◆ 抜粋文
▬▬▬▬▬▬
エッセン市に本社を置くRWE社は、現在、ドイツ4大電力会社の一つだが、1898年の創立以来、ずっとルール地方で発電してきた。彼らには、自分たちがドイツ産業を下支えしてきたという大企業の誇りがある。そして実は、このRWE社が、ハンバッハの森の持ち主なのである。

ただ、当然のことながら、RWE社の採掘現場が広がるにつれ、あたかも侵食されたように、ハンバッハの森は次第に小さくなっていった。

6年前、ハンバッハの伐採に反対する活動家が、森に入り始めた。大木の上に小屋が造られ、傭兵とヒッピーを足して2で割ったような風貌の人々が、ターザンさながらその木の上の小屋に住み着いた。彼らは多くの環境団体の支援を得ながら、どんどん過激化していった。

RWEは、これから2040年までの間に、ハンバッハで24億トンの褐炭を採掘する計画だという。そのため今年の10月から、残っている森のうちの約半分、100haの開墾を開始する予定だ。

そこで、9月の初めには、通路を確保するために重機を入れ、警察も、森に立て籠もっている活動家に退去を促した。すると、それがきっかけで、案の定、「戦争」の火蓋が切って落とされた。

「彼らの目的は国家の転覆だ」

警官vs.活動家。木の上に立て篭る活動家。

上空には原始的な吊橋が張り巡らされ、木の枝のあいだをサルのように渡り歩く活動家の姿は、見ているだけで危なっかしい。それを、ご丁寧にも報道陣が実況中継している。

下から呼びかける警官に、危険な打ち上げ花火を放ったり、投石したり、糞尿を掛けたりする者もいたと、9月6日付のDie Weltのオンライン版が報じる。

https://www.welt.de/politik/deutschland/article181436412/Hambacher-Forst-Diese-Leute-wollen-den-Staat-abschaffen.html?wtrid=amp.article.free.comments.button.more

梯子車が横付けされ、高所での作戦のための特殊訓練を受けた警官が動員された。まず、空中で活動家を説得し、最終的には、小屋に移り渡って、抵抗する活動家を一人、また一人と下ろしていく。

活動家の中には、鎖で体を木に縛り付けていたり、なかには手をコンクリートの塊で固めてしまっている活動家もいたという。しかも、一部はかなり凶暴そうだ。しかし、ドイツの警察は、活動家に少しでも怪我をさせようものなら一斉に非難を受けるので、「保護」はなかなか難しい。しかも木の上、危険な作業だ。

一方、活動家の地上組は、警官の活動や警察車両の侵入を阻止するため、地面に尖った鉄片を巻いては、座り込み作戦に出る。こちらは、木に登れば枝が折れるだろうと思われるような大男が多く、さらに、皆、わざと重いリュックサックを背負っている。それを警官が4人がかりでリュックごと持ち上げ、「搬送」していく。最近、警官のなり手が少ないと聞くが、その理由がわかったような気になった。
▬▬▬▬▬▬
◆ 次の課題
(1) 抜粋文によると、RWE社が創立されたのは何年か。
(2) 抜粋文のうち、「上空には原始的な吊橋が張り巡」という語句を含むところから始まり「人、また一人と下ろしていく。」で終わる部分を、「報道陣」を「テレビ局」に置き換えて書き直しなさい。

◆ 検討対象データ
▬▬▬▬▬▬
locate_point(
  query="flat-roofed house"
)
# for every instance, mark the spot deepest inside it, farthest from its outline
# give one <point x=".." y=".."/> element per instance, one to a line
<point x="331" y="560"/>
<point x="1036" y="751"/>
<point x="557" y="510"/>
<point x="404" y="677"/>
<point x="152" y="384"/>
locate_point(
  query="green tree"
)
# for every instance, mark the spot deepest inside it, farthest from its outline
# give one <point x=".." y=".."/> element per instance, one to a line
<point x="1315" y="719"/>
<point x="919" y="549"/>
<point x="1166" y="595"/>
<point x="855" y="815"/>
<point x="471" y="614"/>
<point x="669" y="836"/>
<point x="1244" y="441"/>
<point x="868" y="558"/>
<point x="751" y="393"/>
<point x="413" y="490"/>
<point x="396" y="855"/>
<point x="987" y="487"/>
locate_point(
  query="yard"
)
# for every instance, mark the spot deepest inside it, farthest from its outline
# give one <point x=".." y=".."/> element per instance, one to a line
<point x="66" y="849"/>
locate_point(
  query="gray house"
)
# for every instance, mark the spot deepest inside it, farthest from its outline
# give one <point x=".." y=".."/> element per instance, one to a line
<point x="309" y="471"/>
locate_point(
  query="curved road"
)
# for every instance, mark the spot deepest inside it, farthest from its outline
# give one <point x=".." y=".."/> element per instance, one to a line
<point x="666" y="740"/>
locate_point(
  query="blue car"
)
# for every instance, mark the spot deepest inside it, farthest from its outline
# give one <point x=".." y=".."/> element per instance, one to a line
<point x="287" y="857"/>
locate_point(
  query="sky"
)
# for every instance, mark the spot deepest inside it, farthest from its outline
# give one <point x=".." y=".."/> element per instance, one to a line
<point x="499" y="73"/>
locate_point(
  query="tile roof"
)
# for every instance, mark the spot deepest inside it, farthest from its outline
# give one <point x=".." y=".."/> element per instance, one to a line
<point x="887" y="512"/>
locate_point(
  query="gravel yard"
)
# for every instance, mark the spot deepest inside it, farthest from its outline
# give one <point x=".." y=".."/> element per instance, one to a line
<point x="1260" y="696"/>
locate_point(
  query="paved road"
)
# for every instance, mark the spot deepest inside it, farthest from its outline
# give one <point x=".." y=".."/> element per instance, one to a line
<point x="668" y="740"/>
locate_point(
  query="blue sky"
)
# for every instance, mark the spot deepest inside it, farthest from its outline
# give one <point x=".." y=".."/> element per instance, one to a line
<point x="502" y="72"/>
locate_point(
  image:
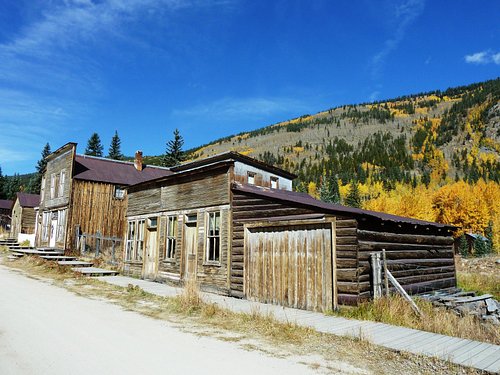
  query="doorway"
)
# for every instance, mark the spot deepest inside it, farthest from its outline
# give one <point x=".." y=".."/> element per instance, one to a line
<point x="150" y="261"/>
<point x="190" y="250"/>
▬▬▬▬▬▬
◆ 課題別の解答
(1) 1898年

(2)
上空には原始的な吊橋が張り巡らされ、木の枝のあいだをサルのように渡り歩く活動家の姿は、見ているだけで危なっかしい。それを、ご丁寧にもテレビ局が実況中継している。

下から呼びかける警官に、危険な打ち上げ花火を放ったり、投石したり、糞尿を掛けたりする者もいたと、9月6日付のDie Weltのオンライン版が報じる。

https://www.welt.de/politik/deutschland/article181436412/Hambacher-Forst-Diese-Leute-wollen-den-Staat-abschaffen.html?wtrid=amp.article.free.comments.button.more

梯子車が横付けされ、高所での作戦のための特殊訓練を受けた警官が動員された。まず、空中で活動家を説得し、最終的には、小屋に移り渡って、抵抗する活動家を一人、また一人と下ろしていく。